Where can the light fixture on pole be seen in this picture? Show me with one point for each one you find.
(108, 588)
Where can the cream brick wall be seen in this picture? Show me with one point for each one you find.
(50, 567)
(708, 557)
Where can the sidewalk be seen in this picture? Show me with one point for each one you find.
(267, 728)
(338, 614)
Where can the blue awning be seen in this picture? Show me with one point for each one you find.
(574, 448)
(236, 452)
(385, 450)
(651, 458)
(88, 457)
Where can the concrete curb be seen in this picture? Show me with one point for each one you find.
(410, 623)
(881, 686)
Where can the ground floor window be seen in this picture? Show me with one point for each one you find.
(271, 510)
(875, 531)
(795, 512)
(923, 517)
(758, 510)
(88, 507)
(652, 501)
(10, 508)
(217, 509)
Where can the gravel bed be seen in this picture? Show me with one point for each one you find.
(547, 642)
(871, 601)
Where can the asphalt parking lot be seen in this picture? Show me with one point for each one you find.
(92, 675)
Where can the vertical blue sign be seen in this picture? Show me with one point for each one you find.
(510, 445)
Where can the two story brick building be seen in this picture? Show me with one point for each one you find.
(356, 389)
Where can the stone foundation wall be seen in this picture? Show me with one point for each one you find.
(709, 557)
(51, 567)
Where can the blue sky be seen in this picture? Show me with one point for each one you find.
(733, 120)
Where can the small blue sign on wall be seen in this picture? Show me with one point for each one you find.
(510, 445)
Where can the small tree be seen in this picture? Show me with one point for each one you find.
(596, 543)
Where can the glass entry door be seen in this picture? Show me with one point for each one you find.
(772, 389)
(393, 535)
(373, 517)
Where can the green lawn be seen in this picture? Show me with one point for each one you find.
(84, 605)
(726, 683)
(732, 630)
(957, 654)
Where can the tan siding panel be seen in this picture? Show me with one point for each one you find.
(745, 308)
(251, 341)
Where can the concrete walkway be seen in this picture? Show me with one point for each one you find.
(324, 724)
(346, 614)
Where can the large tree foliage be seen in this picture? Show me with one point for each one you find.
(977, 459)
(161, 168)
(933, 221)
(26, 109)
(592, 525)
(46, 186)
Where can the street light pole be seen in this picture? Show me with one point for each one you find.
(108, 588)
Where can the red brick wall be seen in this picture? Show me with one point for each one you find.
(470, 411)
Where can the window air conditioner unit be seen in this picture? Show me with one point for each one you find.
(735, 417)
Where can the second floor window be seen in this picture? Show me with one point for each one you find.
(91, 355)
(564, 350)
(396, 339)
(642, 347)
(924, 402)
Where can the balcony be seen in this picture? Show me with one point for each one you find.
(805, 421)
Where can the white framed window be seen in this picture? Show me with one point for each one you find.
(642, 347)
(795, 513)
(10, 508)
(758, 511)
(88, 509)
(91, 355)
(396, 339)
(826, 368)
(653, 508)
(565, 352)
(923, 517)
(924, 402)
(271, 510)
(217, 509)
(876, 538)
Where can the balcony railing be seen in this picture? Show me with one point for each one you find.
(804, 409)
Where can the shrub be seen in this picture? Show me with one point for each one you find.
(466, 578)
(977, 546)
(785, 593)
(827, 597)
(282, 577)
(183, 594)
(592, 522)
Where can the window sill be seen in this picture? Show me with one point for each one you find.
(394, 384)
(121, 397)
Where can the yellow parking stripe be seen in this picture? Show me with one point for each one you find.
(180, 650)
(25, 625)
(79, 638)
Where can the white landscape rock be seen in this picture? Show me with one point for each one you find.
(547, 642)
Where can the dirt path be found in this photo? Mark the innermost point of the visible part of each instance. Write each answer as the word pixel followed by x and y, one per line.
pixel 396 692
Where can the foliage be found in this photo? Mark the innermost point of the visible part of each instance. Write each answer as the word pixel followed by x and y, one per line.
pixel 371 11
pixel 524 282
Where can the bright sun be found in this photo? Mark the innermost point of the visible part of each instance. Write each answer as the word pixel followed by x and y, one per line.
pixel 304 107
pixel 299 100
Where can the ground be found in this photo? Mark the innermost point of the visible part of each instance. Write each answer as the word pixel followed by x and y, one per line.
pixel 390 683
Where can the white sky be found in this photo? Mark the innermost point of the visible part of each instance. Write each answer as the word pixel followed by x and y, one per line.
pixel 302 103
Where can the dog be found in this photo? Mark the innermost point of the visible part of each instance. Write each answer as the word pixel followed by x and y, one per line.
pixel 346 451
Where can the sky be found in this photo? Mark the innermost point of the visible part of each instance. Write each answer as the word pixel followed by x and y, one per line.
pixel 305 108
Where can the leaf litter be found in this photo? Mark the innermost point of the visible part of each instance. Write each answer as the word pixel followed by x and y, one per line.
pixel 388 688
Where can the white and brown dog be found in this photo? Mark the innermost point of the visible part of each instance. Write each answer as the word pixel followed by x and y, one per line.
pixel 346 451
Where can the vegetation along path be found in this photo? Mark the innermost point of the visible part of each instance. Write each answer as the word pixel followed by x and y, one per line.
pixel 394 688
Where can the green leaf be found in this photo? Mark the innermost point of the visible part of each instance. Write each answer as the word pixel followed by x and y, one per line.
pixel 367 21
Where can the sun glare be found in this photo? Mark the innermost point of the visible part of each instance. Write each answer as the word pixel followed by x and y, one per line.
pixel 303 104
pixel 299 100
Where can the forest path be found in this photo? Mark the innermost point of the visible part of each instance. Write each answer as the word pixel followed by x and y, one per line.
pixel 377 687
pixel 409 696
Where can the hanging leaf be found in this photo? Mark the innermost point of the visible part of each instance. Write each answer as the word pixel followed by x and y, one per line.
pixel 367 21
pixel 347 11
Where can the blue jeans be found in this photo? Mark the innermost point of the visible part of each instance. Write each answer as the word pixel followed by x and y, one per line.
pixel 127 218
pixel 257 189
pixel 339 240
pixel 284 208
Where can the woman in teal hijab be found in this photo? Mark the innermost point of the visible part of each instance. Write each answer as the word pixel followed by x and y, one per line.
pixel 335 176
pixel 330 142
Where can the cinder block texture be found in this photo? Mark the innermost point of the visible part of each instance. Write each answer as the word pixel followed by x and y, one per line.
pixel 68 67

THE PROBLEM -> Return every line of the listing above without any change.

EXERCISE SOLUTION ->
Where can the light fixture on pole be seen in this picture? Show me with one point for each one you find.
(108, 588)
Where can the cream brick wall be seen in this picture? Show me with one point for each one you find.
(50, 567)
(708, 557)
Where can the sidewalk be seen in this picture? Show me with one point for each one you find.
(267, 728)
(338, 614)
Where can the blue awning be seen in this picture? Show me with one point for each one you find.
(574, 448)
(236, 452)
(385, 450)
(651, 458)
(88, 457)
Where can the concrete curb be seen in this picture? Show me with one point for each one you find.
(410, 623)
(881, 686)
Where can the ground floor window be seen in this picture? Show me with one point for each one you find.
(271, 510)
(875, 531)
(795, 512)
(923, 517)
(758, 510)
(88, 507)
(652, 501)
(10, 508)
(217, 509)
Where can the gravel bed be seen in this picture? Show me with one point for each one you find.
(547, 642)
(871, 601)
Where can the asphalt parking lot be seen in this picture? Show me with one point for each one you find.
(92, 675)
Where can the vertical blue sign be seen in this picture? Show me with one point for each one you find.
(510, 445)
Where can the two story brick building be seen in this picture? Show me with one point for each one you find.
(356, 389)
Where can the stone foundation wall be seen in this picture? Show me with one point for each one you find.
(709, 557)
(51, 567)
Where can the blue sky be seen in this picture? Show me with one point for each one you find.
(733, 120)
Where can the small blue sign on wall be seen in this picture? Show me with one point for each one you find.
(510, 445)
Where can the small tree be seen in this picture? Show me with one point for each one you find.
(596, 543)
Where can the glass entry door be seen in this picture? Show me with one point for each one you find.
(772, 389)
(393, 535)
(373, 517)
Where can the green lawn be seen in this picture? Show me with one point for each one you find.
(84, 605)
(726, 683)
(732, 630)
(957, 654)
Where can the tan siding panel be seen in this picture? Show me with one point for each one you find.
(745, 308)
(251, 341)
Where can the concrete walkway be seen in this picture? Show me with one point for each one you find.
(324, 724)
(346, 614)
Where can the large tree foliage be seen in this picture? Show me with one point for each one you find.
(977, 459)
(161, 168)
(933, 221)
(26, 109)
(592, 525)
(46, 186)
Where can the street light pole be seen in this picture? Show me with one point for each one you find.
(108, 588)
Where can the red brick wall be seen in this picture? Show me with one point for each one you find.
(470, 411)
Where can the window air conditioner unit be seen in this picture? Show me with one point for each one you find.
(735, 417)
Where can the second floor window be seen in this picture? Show me with one point for each one you find.
(91, 355)
(564, 350)
(396, 339)
(642, 347)
(924, 402)
Where can the balcony be seen in this picture? Show me with one point for each one you find.
(805, 421)
Where can the white framed window be seen in this picture? Show me with one point for each one you find.
(642, 347)
(795, 513)
(10, 508)
(758, 511)
(88, 509)
(91, 355)
(396, 339)
(826, 368)
(653, 508)
(565, 352)
(923, 517)
(924, 402)
(271, 510)
(217, 509)
(876, 538)
Where can the balcony railing be seen in this picture? Show me with one point for each one you find.
(804, 409)
Where can the shrub be seen in this picture? Show me with one point for each one you find.
(466, 578)
(977, 546)
(785, 593)
(827, 597)
(282, 577)
(183, 594)
(592, 522)
Where can the window sill be seen in this picture? Show me with one point for each one you find.
(394, 384)
(121, 397)
Where can the yellow parking stripe be seen in this picture? Show me with one point for each one you find.
(180, 650)
(25, 625)
(79, 638)
Where can the white landscape rock be seen in this picture? Show me with one point for each one you find.
(547, 642)
Where can the dirt path be found in this photo? Mark the innermost point of the visible part of each instance. Write each answer as the word pixel followed by x and y, one per line.
pixel 396 692
Where can the foliage be found in this photo? Mark the innermost point of the visible part of each instance. Write each answer as the word pixel followed by x and y, one per line.
pixel 371 11
pixel 524 282
Where can the bright sun be found in this photo? Mark the innermost point of the visible part of each instance. Write each answer as the word pixel followed by x and y, one per line.
pixel 304 107
pixel 299 100
Where can the ground be found in this photo? Mark the innermost point of the visible part of each instance. Write each answer as the word pixel followed by x and y, one per line.
pixel 390 683
Where can the white sky be found in this photo? Mark the innermost point of the visible part of each instance. Write each answer as the word pixel followed by x and y, one per line.
pixel 302 103
Where can the dog be found in this photo? Mark the innermost point of the visible part of each instance. Write each answer as the word pixel followed by x and y, one per line.
pixel 346 451
Where can the sky be found in this photo? Mark the innermost point of the visible part of each instance. Write each answer as the word pixel followed by x and y, one per line.
pixel 305 108
Where can the leaf litter be found in this photo? Mark the innermost point of the visible part of each instance. Write each answer as the word pixel followed by x and y, one per line.
pixel 388 688
Where can the white and brown dog be found in this photo? Mark the innermost point of the visible part of each instance. Write each answer as the word pixel followed by x and y, one per line.
pixel 346 451
Where can the vegetation along path be found in this photo? Mark the innermost point of the visible part of each instance. Write each answer as the word pixel followed by x and y, one per line.
pixel 394 688
Where can the green leaf be found in this photo? Mark the innermost point of the visible part of each instance. Write each answer as the word pixel followed by x and y, one per line.
pixel 367 21
Where can the sun glare be found in this photo? Mark the innermost point of the visible part of each instance. Write each answer as the word pixel followed by x and y, one per line.
pixel 303 104
pixel 299 100
Where can the forest path be found in this photo? Mark the innermost point of the visible part of each instance. Write each answer as the word pixel followed by x and y, one per line.
pixel 377 687
pixel 409 696
Where can the hanging leaf be found in this photo? Mark the innermost point of the visible part of each instance. Write each answer as the word pixel followed by x and y, one per line.
pixel 367 21
pixel 347 11
Where can the blue jeans be found in this photo? Mark the innermost point of the visible part of each instance. Write each answer as the word pixel followed by x and y, one per line.
pixel 127 218
pixel 257 189
pixel 339 240
pixel 284 208
Where can the woman in teal hijab be found in this photo? Mark the innermost point of the visible part of each instance. Write each answer as the word pixel followed by x and y, one per line.
pixel 335 176
pixel 330 142
Where can the cinder block texture be found in this photo? Mark the innermost point of the visible part of each instance. Write each answer as the word pixel followed by x and y, one per line.
pixel 68 67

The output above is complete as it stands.